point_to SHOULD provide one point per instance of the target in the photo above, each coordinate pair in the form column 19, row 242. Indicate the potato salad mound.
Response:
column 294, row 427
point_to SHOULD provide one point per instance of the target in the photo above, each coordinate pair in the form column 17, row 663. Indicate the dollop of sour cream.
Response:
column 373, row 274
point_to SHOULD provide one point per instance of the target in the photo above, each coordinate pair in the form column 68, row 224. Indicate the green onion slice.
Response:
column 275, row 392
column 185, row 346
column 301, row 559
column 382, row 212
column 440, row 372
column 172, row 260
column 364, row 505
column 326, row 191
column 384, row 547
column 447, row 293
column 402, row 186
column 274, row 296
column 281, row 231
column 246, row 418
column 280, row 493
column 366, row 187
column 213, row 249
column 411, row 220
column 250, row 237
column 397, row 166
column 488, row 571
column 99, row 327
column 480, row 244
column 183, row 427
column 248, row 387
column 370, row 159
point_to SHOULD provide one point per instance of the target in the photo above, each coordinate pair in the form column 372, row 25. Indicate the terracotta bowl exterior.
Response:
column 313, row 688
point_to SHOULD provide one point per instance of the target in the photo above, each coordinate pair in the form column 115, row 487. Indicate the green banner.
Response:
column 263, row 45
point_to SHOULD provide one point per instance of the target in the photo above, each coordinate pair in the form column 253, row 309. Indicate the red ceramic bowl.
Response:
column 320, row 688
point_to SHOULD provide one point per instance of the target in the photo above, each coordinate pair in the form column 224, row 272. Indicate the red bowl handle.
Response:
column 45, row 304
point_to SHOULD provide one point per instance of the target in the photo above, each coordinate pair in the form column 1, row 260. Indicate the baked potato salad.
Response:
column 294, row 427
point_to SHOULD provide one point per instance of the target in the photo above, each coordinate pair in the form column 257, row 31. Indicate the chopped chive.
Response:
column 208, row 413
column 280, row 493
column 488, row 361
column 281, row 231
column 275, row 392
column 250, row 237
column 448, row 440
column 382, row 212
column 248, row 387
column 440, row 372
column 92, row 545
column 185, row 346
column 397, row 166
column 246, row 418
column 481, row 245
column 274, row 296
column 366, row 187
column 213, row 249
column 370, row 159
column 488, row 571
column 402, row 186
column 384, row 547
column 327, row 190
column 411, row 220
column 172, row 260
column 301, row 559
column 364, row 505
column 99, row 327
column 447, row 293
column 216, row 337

_____

Give back, unchanged, the lines of the data starting with the very first line and going on through the line containing "column 373, row 274", including that last line.

WRITTEN ANSWER:
point_to SHOULD provide one point per instance of the target in the photo above, each coordinate pair in the form column 19, row 242. Indicate the potato salad mound.
Response:
column 294, row 427
point_to SHOULD provide one point per instance of the target in the photo above, each coordinate pair in the form column 17, row 663. Indicate the dollop of sour cream.
Response:
column 373, row 274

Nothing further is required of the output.